Photo: Wade Vandervort

Page through the menu at the newly opened Hatsumi by chef Dan Krohmer and one of the first things that strikes you is the seemingly sparse food list comprising a single page, followed by several pages of beer, wine and spirits (a page and a half devoted to sake alone!). With a long bar that invites late-night imbibing after a show at the nearby Bunkhouse or perhaps as a stop on a Downtown bar crawl, one could assume that Hatsumi is primarily a watering hole.

But flip through the front of the menu again and its economy belies its complexity, offering a focused selection of izakaya fare. The left side features shareable plates, while the right lists skewer selections made on the robata grill located next to the bar. Krohmer, whose Other Mama in Spring Valley has become a beloved culinary institution in the four short years since its inception, found inspiration for Hatsumi’s menu during his travels in Japan, bringing to Las Vegas that country’s abiding culinary philosophy, the idea of doing one thing and doing it well.

Start with the familiar gyoza ($10), a staple appetizer in Japanese restaurants, available in pork and vegetable versions, the latter stuffed well with shallots, carrots, celery and garlic, topped with crunchy rayu and served with ginger soy. Fans of Other Mama’s raw bar offerings will be happy to discover the Ocean Trout Lomi Lomi ($15), prepared with red onion, a chili ponzu sauce and cherry tomatoes. Its vinegary bite is tempered with a hint of sweetness and showcases the trout’s flavor and texture. (If you’ve never had ocean trout before, it resembles salmon in its crimson color, but has a milder taste.)

For meat-forward options, the beef tataki ($15), dressed in ponzu and served with greens, is a hearty dish that pairs well with sake or a cocktail. The crispy quail ($13), stuffed with pork and greens and served with cabbage and a miso dressing, is not to be missed. Perfectly crunchy on the outside and tender on the inside with a flavor profile that’s more gamey than chicken, you’ll be nibbling every piece to the bone.
═══
_Required actions:_
[1] In the Hatsumi review, what is the name of the restaurant chef Dan Krohmer runs in Spring Valley?
[2] Pick up the Hatsumi review after its final sentence and extend it with another paragraph or two in the same voice.
═══
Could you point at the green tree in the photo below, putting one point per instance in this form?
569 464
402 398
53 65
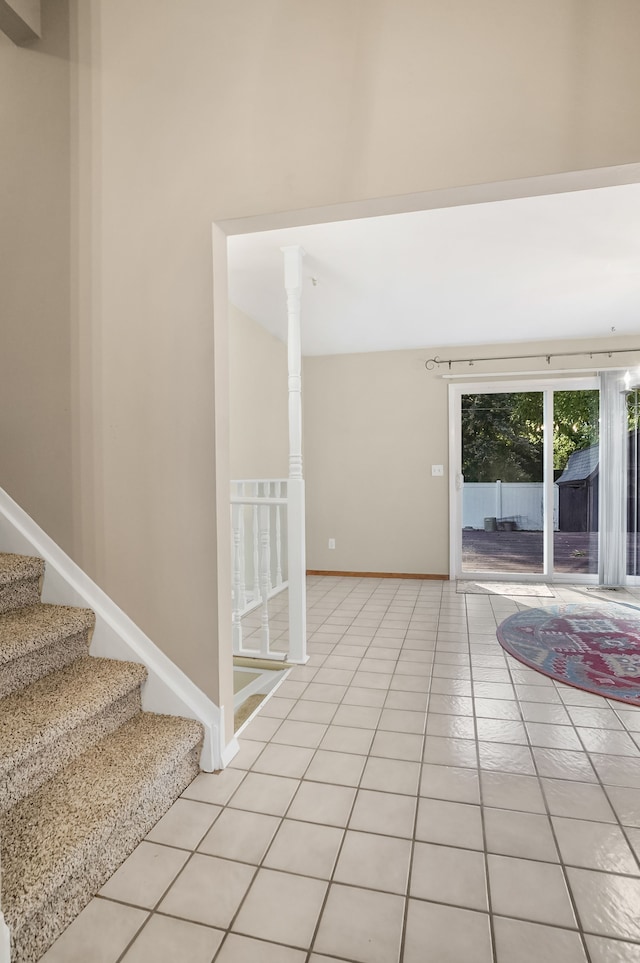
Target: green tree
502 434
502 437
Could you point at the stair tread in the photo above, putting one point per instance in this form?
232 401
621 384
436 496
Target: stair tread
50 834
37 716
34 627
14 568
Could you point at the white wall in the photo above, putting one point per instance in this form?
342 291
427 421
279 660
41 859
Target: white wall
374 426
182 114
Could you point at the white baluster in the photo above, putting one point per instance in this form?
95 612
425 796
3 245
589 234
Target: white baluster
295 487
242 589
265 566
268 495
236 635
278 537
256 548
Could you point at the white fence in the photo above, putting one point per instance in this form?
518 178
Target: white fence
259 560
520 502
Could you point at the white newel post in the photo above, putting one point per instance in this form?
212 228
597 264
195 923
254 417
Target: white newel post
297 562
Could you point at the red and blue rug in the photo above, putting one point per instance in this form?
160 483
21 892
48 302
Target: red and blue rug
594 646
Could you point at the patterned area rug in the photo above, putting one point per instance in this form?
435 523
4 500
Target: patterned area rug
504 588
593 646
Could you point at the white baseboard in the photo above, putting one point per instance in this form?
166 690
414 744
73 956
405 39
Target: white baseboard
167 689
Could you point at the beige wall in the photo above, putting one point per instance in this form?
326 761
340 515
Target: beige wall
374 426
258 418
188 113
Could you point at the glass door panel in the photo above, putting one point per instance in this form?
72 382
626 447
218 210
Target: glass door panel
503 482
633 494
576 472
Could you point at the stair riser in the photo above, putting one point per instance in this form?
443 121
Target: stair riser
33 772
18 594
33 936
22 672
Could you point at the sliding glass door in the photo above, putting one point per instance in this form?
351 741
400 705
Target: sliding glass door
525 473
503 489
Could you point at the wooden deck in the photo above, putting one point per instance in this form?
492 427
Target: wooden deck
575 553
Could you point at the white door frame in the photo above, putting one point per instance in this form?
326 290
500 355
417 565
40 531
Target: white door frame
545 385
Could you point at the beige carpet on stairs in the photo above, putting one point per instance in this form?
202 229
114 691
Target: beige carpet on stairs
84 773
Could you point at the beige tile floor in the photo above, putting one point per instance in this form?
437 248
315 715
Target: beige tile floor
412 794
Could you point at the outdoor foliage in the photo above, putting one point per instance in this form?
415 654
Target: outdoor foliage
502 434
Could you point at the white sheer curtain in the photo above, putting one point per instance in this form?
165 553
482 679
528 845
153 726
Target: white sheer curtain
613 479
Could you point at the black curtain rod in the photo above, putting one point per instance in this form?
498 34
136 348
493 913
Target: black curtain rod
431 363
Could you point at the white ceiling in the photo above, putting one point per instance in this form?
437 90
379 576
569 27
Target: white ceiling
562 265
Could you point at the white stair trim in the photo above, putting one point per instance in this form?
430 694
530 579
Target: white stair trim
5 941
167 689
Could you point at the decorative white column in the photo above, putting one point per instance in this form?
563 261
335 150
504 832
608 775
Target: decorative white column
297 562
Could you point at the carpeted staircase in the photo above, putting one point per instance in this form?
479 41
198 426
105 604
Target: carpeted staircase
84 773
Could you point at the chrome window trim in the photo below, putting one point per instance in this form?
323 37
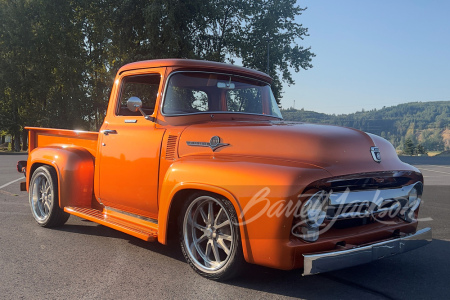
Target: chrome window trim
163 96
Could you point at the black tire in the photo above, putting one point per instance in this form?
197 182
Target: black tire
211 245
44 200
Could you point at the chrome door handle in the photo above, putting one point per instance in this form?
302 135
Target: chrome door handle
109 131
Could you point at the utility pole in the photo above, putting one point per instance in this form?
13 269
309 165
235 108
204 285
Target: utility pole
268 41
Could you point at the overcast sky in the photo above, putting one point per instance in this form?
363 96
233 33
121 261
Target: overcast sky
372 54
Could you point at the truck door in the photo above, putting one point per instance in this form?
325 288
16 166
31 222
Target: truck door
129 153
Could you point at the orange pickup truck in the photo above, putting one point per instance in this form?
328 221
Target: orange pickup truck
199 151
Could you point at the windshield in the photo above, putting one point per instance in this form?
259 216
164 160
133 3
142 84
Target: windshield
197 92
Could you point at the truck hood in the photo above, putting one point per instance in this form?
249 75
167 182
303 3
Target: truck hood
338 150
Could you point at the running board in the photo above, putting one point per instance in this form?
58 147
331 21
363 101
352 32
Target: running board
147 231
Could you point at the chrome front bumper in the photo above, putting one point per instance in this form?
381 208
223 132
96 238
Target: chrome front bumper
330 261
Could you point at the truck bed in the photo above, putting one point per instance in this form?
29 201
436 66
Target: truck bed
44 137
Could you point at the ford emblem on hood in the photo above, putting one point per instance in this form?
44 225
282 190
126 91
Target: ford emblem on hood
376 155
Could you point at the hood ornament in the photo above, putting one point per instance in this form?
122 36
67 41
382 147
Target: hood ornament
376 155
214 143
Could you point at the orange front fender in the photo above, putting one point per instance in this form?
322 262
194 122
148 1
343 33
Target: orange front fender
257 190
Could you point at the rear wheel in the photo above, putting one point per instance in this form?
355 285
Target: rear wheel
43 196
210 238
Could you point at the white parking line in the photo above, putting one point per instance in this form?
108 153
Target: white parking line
═══
_Answers for this exercise:_
[1] Other Mama

[2]
One of Hatsumi’s signature dishes, the okonomiyaki, is less well-known stateside than other Japanese dishes. Essentially a savory pancake made with a base of dough and shredded cabbage, it’s fried and topped with Japanese mayo, a miso glaze, bonito flakes, green onions and pickled ginger, and can be made with various proteins or kept vegetarian. The amount of condiments on top can seem overwhelming, and the unfamiliar texture takes getting used to, but several bites in, the flavors meld together beautifully.

You can spend a whole evening sampling the skewers at Hatsumi, which range in price from $2 to $6. Standout choices include the chicken meatball, shishito peppers and American kobe, but it’s the bacon-wrapped tomato that shines most. The tomato’s juiciness is enveloped in the bacon’s saltiness, creating a one-bite wonder you’ll want several of. The skewers are made on the robata grill, which emits radiant heat that leaves proteins and vegetables crunchy and charred on the outside and juicy on the inside. Watch the sticks pile up on your plate as the night progresses and you make your way through the sake menu, purported to be the largest Downtown.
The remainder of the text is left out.